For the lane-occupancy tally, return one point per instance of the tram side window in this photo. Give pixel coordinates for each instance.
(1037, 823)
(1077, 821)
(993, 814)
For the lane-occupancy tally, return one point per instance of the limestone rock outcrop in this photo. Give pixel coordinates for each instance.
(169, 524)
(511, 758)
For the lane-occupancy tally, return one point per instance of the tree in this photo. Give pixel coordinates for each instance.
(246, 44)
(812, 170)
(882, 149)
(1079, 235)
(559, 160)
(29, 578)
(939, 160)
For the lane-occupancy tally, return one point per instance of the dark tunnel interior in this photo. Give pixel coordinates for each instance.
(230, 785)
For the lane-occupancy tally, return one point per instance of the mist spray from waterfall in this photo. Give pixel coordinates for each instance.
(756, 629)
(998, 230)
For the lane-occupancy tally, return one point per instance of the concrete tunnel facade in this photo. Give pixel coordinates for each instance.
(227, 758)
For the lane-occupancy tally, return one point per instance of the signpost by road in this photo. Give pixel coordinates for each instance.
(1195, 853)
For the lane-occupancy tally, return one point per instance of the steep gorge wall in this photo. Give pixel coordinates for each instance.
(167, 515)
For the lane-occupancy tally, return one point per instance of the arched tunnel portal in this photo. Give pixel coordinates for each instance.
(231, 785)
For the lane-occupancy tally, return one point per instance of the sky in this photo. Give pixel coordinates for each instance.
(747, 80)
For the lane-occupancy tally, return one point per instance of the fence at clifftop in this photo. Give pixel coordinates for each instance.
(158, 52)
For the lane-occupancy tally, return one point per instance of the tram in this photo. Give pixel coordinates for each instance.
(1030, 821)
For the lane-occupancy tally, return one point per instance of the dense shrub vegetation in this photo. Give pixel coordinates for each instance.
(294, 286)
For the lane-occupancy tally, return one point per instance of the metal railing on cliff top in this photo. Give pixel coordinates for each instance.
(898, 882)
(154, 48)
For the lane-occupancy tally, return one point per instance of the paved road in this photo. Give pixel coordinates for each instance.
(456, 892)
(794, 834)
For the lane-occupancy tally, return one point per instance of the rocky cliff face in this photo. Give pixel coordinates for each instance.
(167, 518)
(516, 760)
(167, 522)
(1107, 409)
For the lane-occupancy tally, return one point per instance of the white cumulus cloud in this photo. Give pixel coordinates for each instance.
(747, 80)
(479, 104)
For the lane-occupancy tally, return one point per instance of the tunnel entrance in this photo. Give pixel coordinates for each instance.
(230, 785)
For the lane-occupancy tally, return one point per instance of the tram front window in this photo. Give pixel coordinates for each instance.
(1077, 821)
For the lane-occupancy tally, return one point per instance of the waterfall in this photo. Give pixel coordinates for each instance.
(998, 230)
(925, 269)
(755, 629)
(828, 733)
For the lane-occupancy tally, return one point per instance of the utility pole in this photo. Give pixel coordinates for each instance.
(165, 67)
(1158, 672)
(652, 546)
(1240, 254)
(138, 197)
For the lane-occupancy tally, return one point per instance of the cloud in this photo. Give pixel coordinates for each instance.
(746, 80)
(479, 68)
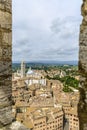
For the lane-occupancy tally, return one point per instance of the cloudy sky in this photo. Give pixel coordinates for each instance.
(46, 29)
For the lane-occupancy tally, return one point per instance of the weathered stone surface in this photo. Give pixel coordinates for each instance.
(5, 62)
(15, 126)
(82, 106)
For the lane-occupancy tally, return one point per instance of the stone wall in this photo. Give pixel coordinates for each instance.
(5, 62)
(82, 106)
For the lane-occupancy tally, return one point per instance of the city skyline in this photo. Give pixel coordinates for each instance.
(46, 31)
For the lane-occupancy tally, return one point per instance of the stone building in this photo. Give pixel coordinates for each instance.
(5, 62)
(82, 106)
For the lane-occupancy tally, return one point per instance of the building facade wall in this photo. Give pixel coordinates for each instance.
(5, 62)
(82, 107)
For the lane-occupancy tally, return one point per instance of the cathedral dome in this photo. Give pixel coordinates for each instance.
(30, 72)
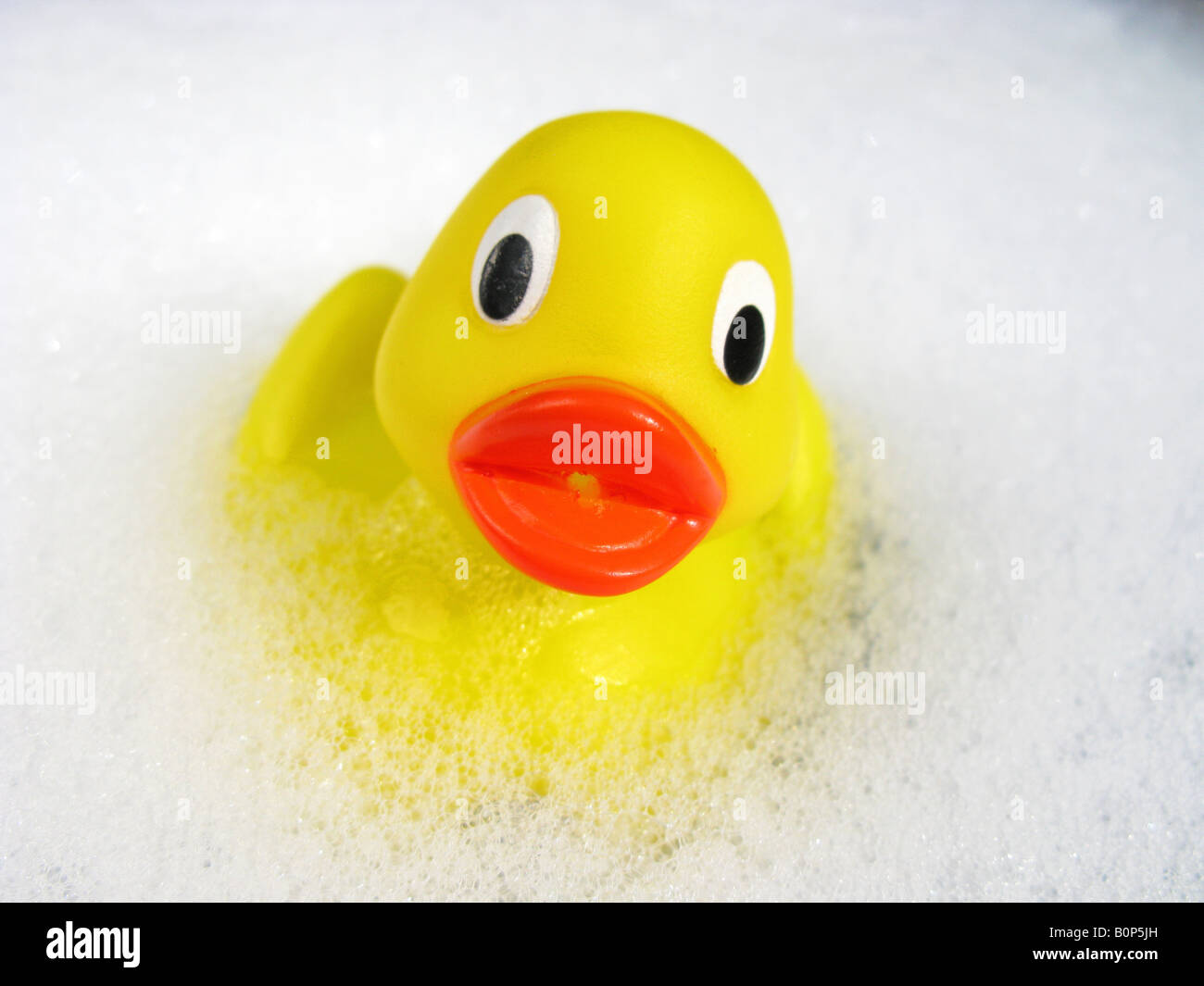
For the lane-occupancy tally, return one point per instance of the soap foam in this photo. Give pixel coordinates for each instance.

**********

> **Required action**
Return the listing above unaltered, omitting its pictures.

> **Exercise solution**
For the lane-occupancy tally, return one point per instance of the tram side window in this photo. Give pixel coordinates for each instance.
(1037, 823)
(1077, 821)
(993, 814)
For the lane-occupancy tally, return one point per instance of the limestone rock outcrop in this photo. Give pixel coordinates for each instance.
(169, 524)
(511, 758)
For the lane-occupancy tally, return one point per instance of the tree in this photo. Give pixel coordinates for each instance.
(246, 44)
(812, 170)
(882, 149)
(1079, 235)
(559, 160)
(29, 578)
(939, 160)
For the lane-occupancy tally, return one point per instance of the dark tunnel interior in this photo. Give pixel coordinates for each instance.
(230, 785)
For the lane-occupancy tally, return one point per instance of the mist spray from waterfall in this photo. Give pixel coordinates for each instance.
(756, 629)
(998, 230)
For the lane-occupancy tally, return one point per instance of the concrete tunnel facade in this photo. Give pixel coordinates for each instance.
(227, 758)
For the lane-occupancy tally, return one point per instance of the signpost by road in this photo. Give pixel coordinates for each instance.
(1195, 853)
For the lane-occupancy tally, return one point per instance of the steep gorge wall in this photo. Give pixel coordinates for each instance.
(167, 515)
For the lane-occupancy tally, return one point per instance of the arched tunnel portal in this photo. Give pixel coordinates for each instance.
(231, 785)
For the lane-occupancy tally, return one point per instance of the sky in this photo. Give pixel coordinates for each instance.
(747, 80)
For the lane-occupancy tally, return one point per instance of the fence at clifftop in this photo. Give pixel coordinates for each instance.
(158, 52)
For the lane-occupancy tally, return one point per instance of the tram in this photo. Give pixel coordinates for each instance.
(1030, 821)
For the lane-occupancy tally, return one point per instance of the dense shrub vegetation in this photo. Give pixel coordinates for each instance.
(294, 286)
For the lane-occupancy tally, return one point per instance of the metal railing on cliff top in this photo. Give pixel coordinates for each instance.
(898, 882)
(154, 48)
For the lane-occupancy tally, return one point per instance of the paved road in this photo. Give pixel coordinates for each instance.
(456, 892)
(794, 834)
For the lane-occupancy tally, return one point per instance of the rocky cliff face in this photo. Give pixel coordinates for each instance.
(167, 518)
(516, 760)
(167, 522)
(1107, 409)
For the lane-occupancy tally, return one point per instance of the white cumulus cloud in this photo. Give pixel coordinates for each instance.
(747, 80)
(479, 104)
For the lane-occupancy tally, return one point per instance of the tunnel entrance in this photo. Give pixel coordinates for each instance.
(230, 785)
For the lane-occupancy tally, return one point per instance of the tram front window in this photo. Give pixel coordinates for each instance.
(1077, 821)
For the lane-occupancy tally, return one point per instance of the waterfall in this photo. Give pixel coordinates for each instance.
(998, 230)
(925, 269)
(755, 629)
(828, 733)
For the lane-occupancy tally, return one point per instance of the utility pole in this photo. Give pixel coordinates for each instance.
(165, 67)
(1158, 672)
(652, 546)
(1240, 254)
(138, 197)
For the lane-occupancy tally, return one point per instance of the cloud in this photo. Give pixel coordinates for each instance.
(746, 80)
(479, 68)
For the lane-occupancy tally, return one point per instance of the cloudy sky in this photo. Give pixel coordinates for each instance.
(46, 29)
For the lane-occupancy tally, return one point per instance of the weathered stone surface in this photo. Give pixel coordinates for each instance.
(5, 62)
(15, 126)
(82, 106)
For the lane-occupancy tally, return one point per instance of the stone wall in this photo. Give pixel coordinates for each instance.
(5, 62)
(82, 106)
For the lane-occupancy tally, return one point per instance of the city skyline in this photo. Give pixel coordinates for each instance.
(46, 31)
For the lane-occupancy tally, return one point per instance of the stone building in this photo. Give pixel coordinates for each instance.
(5, 62)
(82, 106)
For the lane-occupancy tally, return one point per instance of the building facade wall in this photo. Give pixel coordinates for each instance.
(5, 62)
(82, 107)
For the lane-occupancy tally, return one point per instance of the cathedral dome in this photo. Give pixel coordinates for each instance.
(30, 72)
For the lane-occupancy tally, return one point per instance of the soap foam in this photo. Give pixel coordinates for each instance.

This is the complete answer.